WHAT THE TASK ASKS =>
Please output each of the following items again with no changes to any line.

[begin DATA SHOWN]

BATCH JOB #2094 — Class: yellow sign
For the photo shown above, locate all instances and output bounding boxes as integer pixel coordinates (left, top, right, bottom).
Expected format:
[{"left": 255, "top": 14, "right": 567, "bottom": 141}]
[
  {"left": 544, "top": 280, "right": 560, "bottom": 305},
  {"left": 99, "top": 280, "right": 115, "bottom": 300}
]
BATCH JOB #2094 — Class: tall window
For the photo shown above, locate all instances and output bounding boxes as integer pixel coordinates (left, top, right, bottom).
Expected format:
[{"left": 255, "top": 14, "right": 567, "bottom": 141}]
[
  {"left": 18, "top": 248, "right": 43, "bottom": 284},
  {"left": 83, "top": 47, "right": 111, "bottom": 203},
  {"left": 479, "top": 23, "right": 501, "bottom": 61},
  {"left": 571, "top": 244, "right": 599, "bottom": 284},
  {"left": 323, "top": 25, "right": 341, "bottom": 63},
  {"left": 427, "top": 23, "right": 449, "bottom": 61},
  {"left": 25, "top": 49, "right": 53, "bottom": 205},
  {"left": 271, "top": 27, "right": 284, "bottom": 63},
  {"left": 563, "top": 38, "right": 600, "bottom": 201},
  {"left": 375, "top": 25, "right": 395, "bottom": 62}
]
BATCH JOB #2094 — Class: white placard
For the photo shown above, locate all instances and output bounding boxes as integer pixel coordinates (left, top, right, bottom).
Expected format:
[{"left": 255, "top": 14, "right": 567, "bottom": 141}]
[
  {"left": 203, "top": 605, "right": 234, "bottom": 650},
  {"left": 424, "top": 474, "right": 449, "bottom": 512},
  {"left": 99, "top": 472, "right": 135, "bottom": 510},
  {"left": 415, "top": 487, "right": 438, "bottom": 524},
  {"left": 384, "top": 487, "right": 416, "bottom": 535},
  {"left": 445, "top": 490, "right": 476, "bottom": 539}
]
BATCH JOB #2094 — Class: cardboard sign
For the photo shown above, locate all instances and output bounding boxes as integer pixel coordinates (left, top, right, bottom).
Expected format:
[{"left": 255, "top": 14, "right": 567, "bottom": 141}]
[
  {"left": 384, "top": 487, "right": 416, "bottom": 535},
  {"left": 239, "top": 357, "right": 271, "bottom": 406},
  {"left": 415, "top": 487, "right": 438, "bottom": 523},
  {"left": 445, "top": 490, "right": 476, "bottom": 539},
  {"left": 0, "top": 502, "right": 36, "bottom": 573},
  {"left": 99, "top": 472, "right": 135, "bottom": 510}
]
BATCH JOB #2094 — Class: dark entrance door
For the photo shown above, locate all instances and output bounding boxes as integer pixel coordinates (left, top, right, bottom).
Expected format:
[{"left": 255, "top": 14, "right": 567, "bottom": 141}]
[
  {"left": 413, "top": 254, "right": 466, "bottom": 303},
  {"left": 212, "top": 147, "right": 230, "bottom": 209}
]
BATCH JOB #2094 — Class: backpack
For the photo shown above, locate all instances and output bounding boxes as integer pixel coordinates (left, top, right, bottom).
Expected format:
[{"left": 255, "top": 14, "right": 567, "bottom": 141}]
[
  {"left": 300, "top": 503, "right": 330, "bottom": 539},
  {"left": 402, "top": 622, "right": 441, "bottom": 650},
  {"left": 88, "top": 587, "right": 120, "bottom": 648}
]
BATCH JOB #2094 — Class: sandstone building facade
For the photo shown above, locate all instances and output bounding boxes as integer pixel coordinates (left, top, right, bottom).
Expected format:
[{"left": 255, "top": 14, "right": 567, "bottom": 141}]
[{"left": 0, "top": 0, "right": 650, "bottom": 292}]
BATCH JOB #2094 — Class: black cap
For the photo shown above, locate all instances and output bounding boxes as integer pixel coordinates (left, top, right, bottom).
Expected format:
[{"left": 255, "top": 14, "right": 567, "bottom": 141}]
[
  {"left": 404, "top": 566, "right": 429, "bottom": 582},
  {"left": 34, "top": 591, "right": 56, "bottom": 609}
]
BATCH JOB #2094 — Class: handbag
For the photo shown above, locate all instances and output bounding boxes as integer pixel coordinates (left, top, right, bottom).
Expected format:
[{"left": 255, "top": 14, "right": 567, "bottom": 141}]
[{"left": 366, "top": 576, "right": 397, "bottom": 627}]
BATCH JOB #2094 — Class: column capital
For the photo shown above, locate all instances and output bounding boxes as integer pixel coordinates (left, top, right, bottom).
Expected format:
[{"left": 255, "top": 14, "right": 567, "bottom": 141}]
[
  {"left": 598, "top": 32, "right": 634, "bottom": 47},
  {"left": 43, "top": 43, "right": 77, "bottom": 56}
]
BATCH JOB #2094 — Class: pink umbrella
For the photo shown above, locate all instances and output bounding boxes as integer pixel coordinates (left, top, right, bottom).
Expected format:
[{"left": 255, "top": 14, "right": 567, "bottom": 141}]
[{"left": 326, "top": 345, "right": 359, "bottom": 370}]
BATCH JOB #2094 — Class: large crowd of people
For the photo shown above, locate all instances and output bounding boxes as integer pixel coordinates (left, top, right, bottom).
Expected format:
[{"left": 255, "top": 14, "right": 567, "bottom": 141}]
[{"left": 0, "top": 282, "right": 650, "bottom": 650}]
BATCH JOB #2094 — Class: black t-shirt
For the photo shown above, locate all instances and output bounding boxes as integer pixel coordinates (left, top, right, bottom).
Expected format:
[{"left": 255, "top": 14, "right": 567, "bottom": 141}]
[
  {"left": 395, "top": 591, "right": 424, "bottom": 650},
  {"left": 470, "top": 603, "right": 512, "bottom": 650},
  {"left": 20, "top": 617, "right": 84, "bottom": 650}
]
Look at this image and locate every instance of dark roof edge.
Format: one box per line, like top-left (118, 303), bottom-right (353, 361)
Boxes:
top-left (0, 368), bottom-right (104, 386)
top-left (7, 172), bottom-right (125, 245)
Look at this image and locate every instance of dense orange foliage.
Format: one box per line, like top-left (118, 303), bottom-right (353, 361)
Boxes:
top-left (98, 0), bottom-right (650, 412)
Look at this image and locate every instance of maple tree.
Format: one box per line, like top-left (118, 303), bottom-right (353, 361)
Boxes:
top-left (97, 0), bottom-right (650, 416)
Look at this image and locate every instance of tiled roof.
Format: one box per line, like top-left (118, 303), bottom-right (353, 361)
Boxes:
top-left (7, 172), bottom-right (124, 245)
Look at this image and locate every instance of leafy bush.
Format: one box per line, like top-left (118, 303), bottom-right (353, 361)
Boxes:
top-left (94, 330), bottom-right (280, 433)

[end DATA SHOWN]

COMPLETE ANSWER =>
BATCH JOB #2094 — Class: yellow sign
For the photo shown above, locate all instances and output bounding boxes as integer pixel coordinates (left, top, right, bottom).
Expected format:
[{"left": 255, "top": 14, "right": 567, "bottom": 141}]
[
  {"left": 544, "top": 280, "right": 560, "bottom": 305},
  {"left": 99, "top": 280, "right": 115, "bottom": 300}
]
BATCH JOB #2094 — Class: tall window
For the photo shown above, locate all instances and output bounding boxes as integer pixel coordinates (left, top, right, bottom).
Expected format:
[{"left": 255, "top": 14, "right": 567, "bottom": 141}]
[
  {"left": 18, "top": 248, "right": 43, "bottom": 284},
  {"left": 83, "top": 47, "right": 111, "bottom": 203},
  {"left": 479, "top": 23, "right": 501, "bottom": 61},
  {"left": 571, "top": 244, "right": 599, "bottom": 284},
  {"left": 323, "top": 25, "right": 341, "bottom": 63},
  {"left": 427, "top": 23, "right": 449, "bottom": 61},
  {"left": 25, "top": 49, "right": 53, "bottom": 205},
  {"left": 271, "top": 27, "right": 284, "bottom": 63},
  {"left": 563, "top": 38, "right": 600, "bottom": 201},
  {"left": 375, "top": 25, "right": 395, "bottom": 62}
]
BATCH JOB #2094 — Class: white placard
For the photo shown above, locate all instances and output bounding boxes as integer pixel coordinates (left, top, right, bottom).
Expected format:
[{"left": 255, "top": 14, "right": 567, "bottom": 141}]
[
  {"left": 203, "top": 605, "right": 234, "bottom": 650},
  {"left": 424, "top": 474, "right": 449, "bottom": 512},
  {"left": 99, "top": 472, "right": 135, "bottom": 510},
  {"left": 415, "top": 487, "right": 438, "bottom": 524},
  {"left": 384, "top": 487, "right": 416, "bottom": 535},
  {"left": 445, "top": 490, "right": 476, "bottom": 539}
]
BATCH JOB #2094 — Class: cardboard sign
For the photo shown above, locate all instances and output bounding boxes as integer pixel coordinates (left, top, right, bottom).
Expected format:
[{"left": 255, "top": 14, "right": 567, "bottom": 141}]
[
  {"left": 384, "top": 487, "right": 416, "bottom": 535},
  {"left": 239, "top": 357, "right": 271, "bottom": 406},
  {"left": 415, "top": 487, "right": 438, "bottom": 523},
  {"left": 445, "top": 490, "right": 476, "bottom": 539},
  {"left": 0, "top": 502, "right": 36, "bottom": 573},
  {"left": 99, "top": 472, "right": 135, "bottom": 510}
]
BATCH JOB #2094 — Class: dark entrance door
For the photo shown above, locate all instances and output bounding boxes as integer pixel coordinates (left, top, right, bottom).
Expected format:
[{"left": 255, "top": 14, "right": 567, "bottom": 141}]
[
  {"left": 413, "top": 254, "right": 466, "bottom": 303},
  {"left": 212, "top": 147, "right": 230, "bottom": 209}
]
BATCH JOB #2094 — Class: backpack
For the photo shown above, locate all instances and output bounding boxes as integer pixel coordinates (left, top, right, bottom).
Expected format:
[{"left": 255, "top": 14, "right": 567, "bottom": 141}]
[
  {"left": 300, "top": 503, "right": 330, "bottom": 539},
  {"left": 402, "top": 622, "right": 441, "bottom": 650},
  {"left": 88, "top": 587, "right": 120, "bottom": 648}
]
BATCH JOB #2094 — Class: sandstone building facade
For the photo shown above, locate all instances and output bounding boxes as integer pixel coordinates (left, top, right, bottom).
Expected format:
[{"left": 255, "top": 14, "right": 567, "bottom": 141}]
[{"left": 0, "top": 0, "right": 650, "bottom": 292}]
BATCH JOB #2094 — Class: black cap
For the photo shown above, locate all instances and output bounding boxes as integer pixel coordinates (left, top, right, bottom).
Expected format:
[{"left": 255, "top": 14, "right": 567, "bottom": 141}]
[
  {"left": 404, "top": 566, "right": 429, "bottom": 582},
  {"left": 34, "top": 591, "right": 56, "bottom": 609}
]
BATCH JOB #2094 — Class: handbag
For the photo shown above, locate all instances and output bounding boxes as integer pixel coordinates (left, top, right, bottom).
Expected format:
[{"left": 255, "top": 14, "right": 567, "bottom": 141}]
[{"left": 366, "top": 576, "right": 397, "bottom": 627}]
BATCH JOB #2094 — Class: column capital
For the photo shown above, locate all instances and output bounding boxes as integer pixel coordinates (left, top, right, bottom).
Expected format:
[{"left": 255, "top": 14, "right": 567, "bottom": 141}]
[
  {"left": 598, "top": 32, "right": 634, "bottom": 47},
  {"left": 43, "top": 43, "right": 77, "bottom": 56}
]
BATCH JOB #2094 — Class: pink umbrella
For the photo shown above, locate all instances and output bounding boxes as integer pixel coordinates (left, top, right, bottom).
Expected format:
[{"left": 255, "top": 14, "right": 567, "bottom": 141}]
[{"left": 326, "top": 345, "right": 359, "bottom": 370}]
BATCH JOB #2094 — Class: large crowd of people
For the photo shown above, locate all instances and output bounding boxes as integer pixel coordinates (left, top, right, bottom).
Expected format:
[{"left": 255, "top": 14, "right": 567, "bottom": 141}]
[{"left": 0, "top": 282, "right": 650, "bottom": 650}]
BATCH JOB #2094 — Class: black t-shirt
For the photo shown above, locate all instances and output bounding boxes as integer pixel coordinates (left, top, right, bottom).
Expected format:
[{"left": 255, "top": 14, "right": 567, "bottom": 141}]
[
  {"left": 395, "top": 591, "right": 424, "bottom": 650},
  {"left": 470, "top": 603, "right": 512, "bottom": 650},
  {"left": 20, "top": 617, "right": 84, "bottom": 650}
]
Look at this image and locate every instance of dark roof edge.
Format: one box per line, like top-left (118, 303), bottom-right (353, 361)
Boxes:
top-left (0, 368), bottom-right (104, 386)
top-left (7, 172), bottom-right (125, 245)
Look at this image and locate every instance of dense orange foliage.
Format: one box per line, like top-left (118, 303), bottom-right (353, 361)
Boxes:
top-left (98, 0), bottom-right (650, 412)
Look at this image and locate every instance of maple tree.
Format: one box per line, like top-left (118, 303), bottom-right (353, 361)
Boxes:
top-left (97, 0), bottom-right (650, 416)
Look at this image and locate every instance of tiled roof.
Format: one box per line, like top-left (118, 303), bottom-right (353, 361)
Boxes:
top-left (7, 172), bottom-right (124, 245)
Look at this image and locate every instance of leafy bush.
Format: one box per line, like top-left (118, 303), bottom-right (353, 361)
Boxes:
top-left (94, 330), bottom-right (280, 433)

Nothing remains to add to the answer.